| DATA FOR THIS TASK |
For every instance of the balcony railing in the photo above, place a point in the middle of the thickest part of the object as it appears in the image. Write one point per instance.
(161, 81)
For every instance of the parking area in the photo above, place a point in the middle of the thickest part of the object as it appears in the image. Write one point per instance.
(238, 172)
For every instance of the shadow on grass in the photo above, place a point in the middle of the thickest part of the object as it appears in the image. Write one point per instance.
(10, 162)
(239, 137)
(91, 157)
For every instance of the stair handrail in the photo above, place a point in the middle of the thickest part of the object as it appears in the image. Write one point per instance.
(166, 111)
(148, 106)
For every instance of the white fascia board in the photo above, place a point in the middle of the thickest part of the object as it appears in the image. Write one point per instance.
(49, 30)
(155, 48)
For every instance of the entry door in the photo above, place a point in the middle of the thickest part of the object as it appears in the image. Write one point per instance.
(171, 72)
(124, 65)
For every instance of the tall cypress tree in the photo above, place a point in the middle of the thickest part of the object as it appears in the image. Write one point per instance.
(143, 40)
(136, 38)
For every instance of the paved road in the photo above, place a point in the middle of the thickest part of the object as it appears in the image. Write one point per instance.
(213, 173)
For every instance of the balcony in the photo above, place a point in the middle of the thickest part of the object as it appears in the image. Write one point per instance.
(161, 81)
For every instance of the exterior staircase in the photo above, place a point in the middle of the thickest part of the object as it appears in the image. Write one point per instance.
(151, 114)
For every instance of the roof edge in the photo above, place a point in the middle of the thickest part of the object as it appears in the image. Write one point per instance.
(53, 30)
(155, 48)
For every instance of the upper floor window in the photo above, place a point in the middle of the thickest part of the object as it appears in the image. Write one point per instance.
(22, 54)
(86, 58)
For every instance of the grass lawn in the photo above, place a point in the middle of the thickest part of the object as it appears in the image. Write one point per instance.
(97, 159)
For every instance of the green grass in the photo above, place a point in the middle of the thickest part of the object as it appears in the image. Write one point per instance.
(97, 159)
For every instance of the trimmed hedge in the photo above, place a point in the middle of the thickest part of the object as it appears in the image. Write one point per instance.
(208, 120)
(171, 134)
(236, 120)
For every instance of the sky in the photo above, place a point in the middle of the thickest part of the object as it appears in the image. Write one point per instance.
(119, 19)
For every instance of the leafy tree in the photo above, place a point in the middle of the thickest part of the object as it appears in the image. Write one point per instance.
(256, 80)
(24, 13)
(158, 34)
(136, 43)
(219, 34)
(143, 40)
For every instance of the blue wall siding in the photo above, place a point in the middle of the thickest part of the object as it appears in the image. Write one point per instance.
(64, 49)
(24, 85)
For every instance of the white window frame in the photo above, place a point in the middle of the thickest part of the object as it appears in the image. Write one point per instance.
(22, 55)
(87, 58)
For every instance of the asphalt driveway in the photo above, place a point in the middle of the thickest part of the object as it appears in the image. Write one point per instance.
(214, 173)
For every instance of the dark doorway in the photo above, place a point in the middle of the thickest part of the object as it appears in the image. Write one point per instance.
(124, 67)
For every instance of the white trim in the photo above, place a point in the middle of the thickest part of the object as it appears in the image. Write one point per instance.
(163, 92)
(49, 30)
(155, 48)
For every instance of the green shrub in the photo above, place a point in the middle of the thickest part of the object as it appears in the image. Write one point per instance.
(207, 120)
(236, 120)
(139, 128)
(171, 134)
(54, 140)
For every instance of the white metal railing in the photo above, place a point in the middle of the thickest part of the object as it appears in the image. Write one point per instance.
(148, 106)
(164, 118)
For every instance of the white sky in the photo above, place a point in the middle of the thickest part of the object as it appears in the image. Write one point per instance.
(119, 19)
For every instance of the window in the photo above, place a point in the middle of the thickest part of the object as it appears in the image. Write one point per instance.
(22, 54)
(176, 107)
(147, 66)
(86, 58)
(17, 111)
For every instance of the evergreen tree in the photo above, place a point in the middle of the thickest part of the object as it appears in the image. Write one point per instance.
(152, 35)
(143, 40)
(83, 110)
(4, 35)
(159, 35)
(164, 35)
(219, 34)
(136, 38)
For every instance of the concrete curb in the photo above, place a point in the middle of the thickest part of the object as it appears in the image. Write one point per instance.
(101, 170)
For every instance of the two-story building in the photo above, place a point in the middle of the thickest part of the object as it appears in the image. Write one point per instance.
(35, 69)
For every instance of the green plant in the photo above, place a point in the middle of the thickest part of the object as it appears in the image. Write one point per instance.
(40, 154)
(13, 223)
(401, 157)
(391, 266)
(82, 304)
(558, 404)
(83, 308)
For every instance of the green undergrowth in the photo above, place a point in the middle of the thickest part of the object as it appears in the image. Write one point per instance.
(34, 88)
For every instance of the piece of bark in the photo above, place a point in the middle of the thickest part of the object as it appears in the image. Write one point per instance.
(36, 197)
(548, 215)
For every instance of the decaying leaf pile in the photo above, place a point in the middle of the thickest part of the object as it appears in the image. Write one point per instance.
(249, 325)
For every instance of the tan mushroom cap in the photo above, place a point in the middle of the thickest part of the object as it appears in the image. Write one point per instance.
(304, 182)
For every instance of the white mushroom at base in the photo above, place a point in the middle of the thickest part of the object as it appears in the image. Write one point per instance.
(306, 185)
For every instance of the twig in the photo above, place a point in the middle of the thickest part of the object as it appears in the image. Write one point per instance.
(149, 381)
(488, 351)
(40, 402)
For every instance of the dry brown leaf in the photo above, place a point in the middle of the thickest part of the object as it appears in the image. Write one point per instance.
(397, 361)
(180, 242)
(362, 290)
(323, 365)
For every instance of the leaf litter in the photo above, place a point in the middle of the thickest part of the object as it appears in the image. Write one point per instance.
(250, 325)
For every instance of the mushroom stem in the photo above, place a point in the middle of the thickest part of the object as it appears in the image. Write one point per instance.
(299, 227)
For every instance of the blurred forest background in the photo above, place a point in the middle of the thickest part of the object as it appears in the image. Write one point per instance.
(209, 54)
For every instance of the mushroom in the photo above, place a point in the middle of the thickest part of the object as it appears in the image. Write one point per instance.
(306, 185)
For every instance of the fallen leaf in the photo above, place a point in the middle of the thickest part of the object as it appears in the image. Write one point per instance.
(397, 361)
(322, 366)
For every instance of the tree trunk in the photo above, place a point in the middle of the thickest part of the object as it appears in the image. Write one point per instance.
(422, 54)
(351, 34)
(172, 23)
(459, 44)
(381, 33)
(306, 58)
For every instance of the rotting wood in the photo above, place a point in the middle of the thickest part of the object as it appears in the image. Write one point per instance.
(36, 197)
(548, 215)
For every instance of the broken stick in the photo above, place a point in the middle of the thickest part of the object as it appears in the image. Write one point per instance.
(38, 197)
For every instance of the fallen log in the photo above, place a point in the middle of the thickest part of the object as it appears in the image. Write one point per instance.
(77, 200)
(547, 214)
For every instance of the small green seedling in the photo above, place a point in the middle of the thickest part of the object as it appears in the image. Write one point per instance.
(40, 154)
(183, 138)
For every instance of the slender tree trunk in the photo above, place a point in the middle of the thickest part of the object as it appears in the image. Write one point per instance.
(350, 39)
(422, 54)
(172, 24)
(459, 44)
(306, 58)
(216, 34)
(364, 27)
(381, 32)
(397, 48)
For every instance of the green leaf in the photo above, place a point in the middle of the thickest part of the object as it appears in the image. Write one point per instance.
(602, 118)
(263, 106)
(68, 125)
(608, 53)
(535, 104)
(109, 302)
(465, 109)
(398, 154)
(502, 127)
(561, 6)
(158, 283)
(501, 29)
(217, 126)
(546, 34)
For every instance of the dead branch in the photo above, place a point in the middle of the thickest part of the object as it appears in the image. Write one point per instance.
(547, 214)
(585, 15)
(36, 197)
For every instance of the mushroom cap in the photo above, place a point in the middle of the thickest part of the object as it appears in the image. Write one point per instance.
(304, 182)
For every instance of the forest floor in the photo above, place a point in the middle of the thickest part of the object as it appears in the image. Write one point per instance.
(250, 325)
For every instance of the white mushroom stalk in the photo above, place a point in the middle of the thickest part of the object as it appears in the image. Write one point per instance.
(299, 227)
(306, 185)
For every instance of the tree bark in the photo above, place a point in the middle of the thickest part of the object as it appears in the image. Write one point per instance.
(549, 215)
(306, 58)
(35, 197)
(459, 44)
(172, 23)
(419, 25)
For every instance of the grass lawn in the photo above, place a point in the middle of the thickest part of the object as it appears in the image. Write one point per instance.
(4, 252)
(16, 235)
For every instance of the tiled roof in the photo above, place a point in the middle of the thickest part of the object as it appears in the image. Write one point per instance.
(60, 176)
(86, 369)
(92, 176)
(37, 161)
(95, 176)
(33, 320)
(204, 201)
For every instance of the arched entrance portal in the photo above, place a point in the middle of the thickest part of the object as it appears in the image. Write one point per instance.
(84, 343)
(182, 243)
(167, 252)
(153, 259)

| GIVEN EXERCISE |
Return, word for word, each line from the line that contains "For every instance of the tiled" to the end of the listing above; include both end lines and nothing else.

| TASK SOLUTION |
For every instance of the tiled roof in the photo above, place a point in the middle of the thickest part of the object as it appears in the image. Write one point per instance.
(60, 176)
(86, 369)
(92, 176)
(37, 161)
(95, 176)
(33, 320)
(204, 201)
For every instance of the arched entrance portal in the photo above, place a point in the middle of the thickest part of the object as it appears in the image. Write one point per instance.
(84, 343)
(182, 243)
(167, 252)
(153, 259)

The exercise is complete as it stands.